§ **Page text**
▬▬▬

# Need To Find A Good Parts Deparment For My Outback



## Duanesz (Jul 10, 2009)

I am looking for the faucet for my camp kitchen in my 2006 25rss. I called general RV parts department today and they said I would have to take the faucet off and bring it in to match it up. They dont have a parts book to look it up.

The faucet is leaking at the back by the nut and I have checked it over and over its coming from behind the handles and leaking back to the area under the sink.


----------



## Rip (Jul 13, 2006)

Duanesz said:


> I am looking for the faucet for my camp kitchen in my 2006 25rss. I called general RV parts department today and they said I would have to take the faucet off and bring it in to match it up. They dont have a parts book to look it up.
> 
> The faucet is leaking at the back by the nut and I have checked it over and over its coming from behind the handles and leaking back to the area under the sink.


Try here http://dwincorp.com/product_info.php?products_id=357


----------



## Duanesz (Jul 10, 2009)

Thanks thats it.


----------



## rsm7 (Aug 8, 2009)

Duanesz said:


> I am looking for the faucet for my camp kitchen in my 2006 25rss. I called general RV parts department today and they said I would have to take the faucet off and bring it in to match it up. They dont have a parts book to look it up.

▬▬▬

§ **Dataset content**

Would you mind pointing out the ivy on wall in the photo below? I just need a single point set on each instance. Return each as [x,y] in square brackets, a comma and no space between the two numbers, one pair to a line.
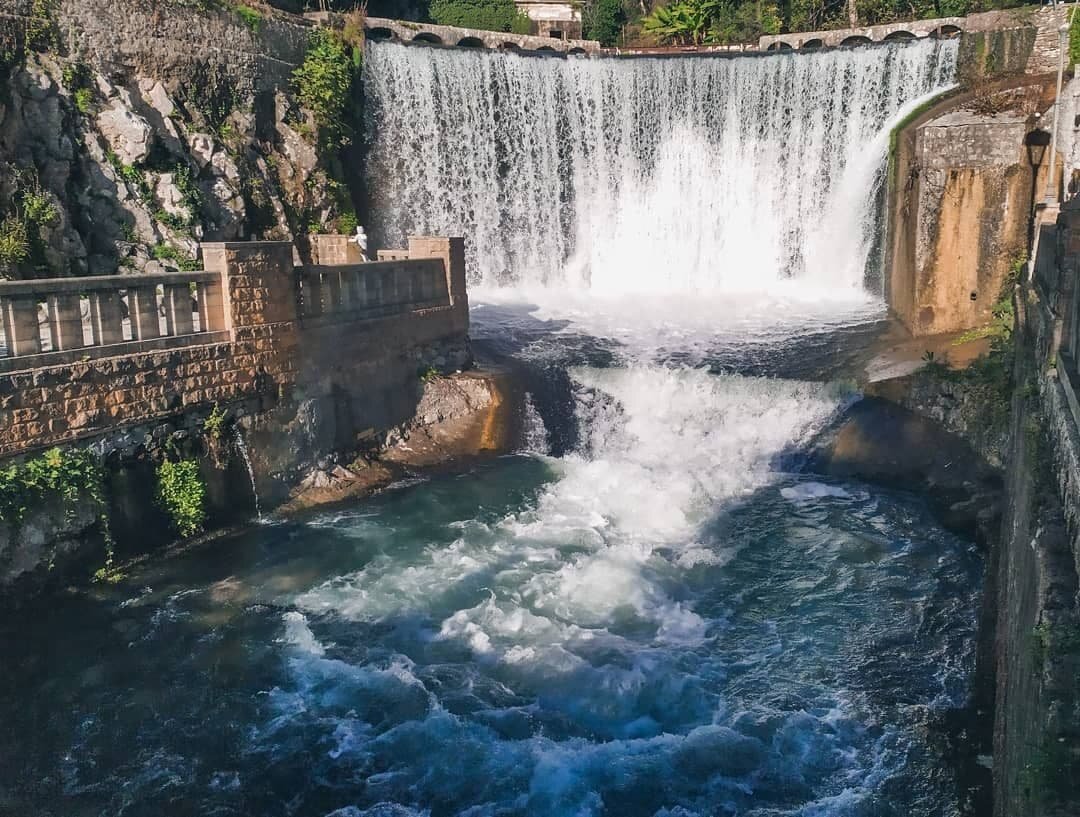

▬▬▬

Write what comes next in the forum thread about replacing the leaking camp-kitchen faucet on the Outback, starting right after its last line.

§ **Exercise output**
> 
> The faucet is leaking at the back by the nut and I have checked it over and over its coming from behind the handles and leaking back to the area under the sink.


I think these RV's in general have so many suppliers and different build dates etc that there really isnt any consistency. Its not like a car. I was at the dealership one day and remembered I needed a tail light and was told the same thing. I said its brand new and you dont know which bulb to sell me? He said nope you need to have the old one. Even one out on the lot doesnt mean mine would be the same.


----------



## thefulminator (Aug 8, 2007)

I'm curious about where it is leaking. Can you actually see the water coming from under the handles? I had a similar problem with my bathroom faucet in the Outback but the leaking water was on the counter top and seeping under the faucet and running down the supply lines. It doesn't appear that Gilligan either caulks the faucet or puts plumber's putty under it so there is nothing to keep splashed water from running under it. I'm not saying you don't need a faucet, but just thought you might want to check it out before buying a new one.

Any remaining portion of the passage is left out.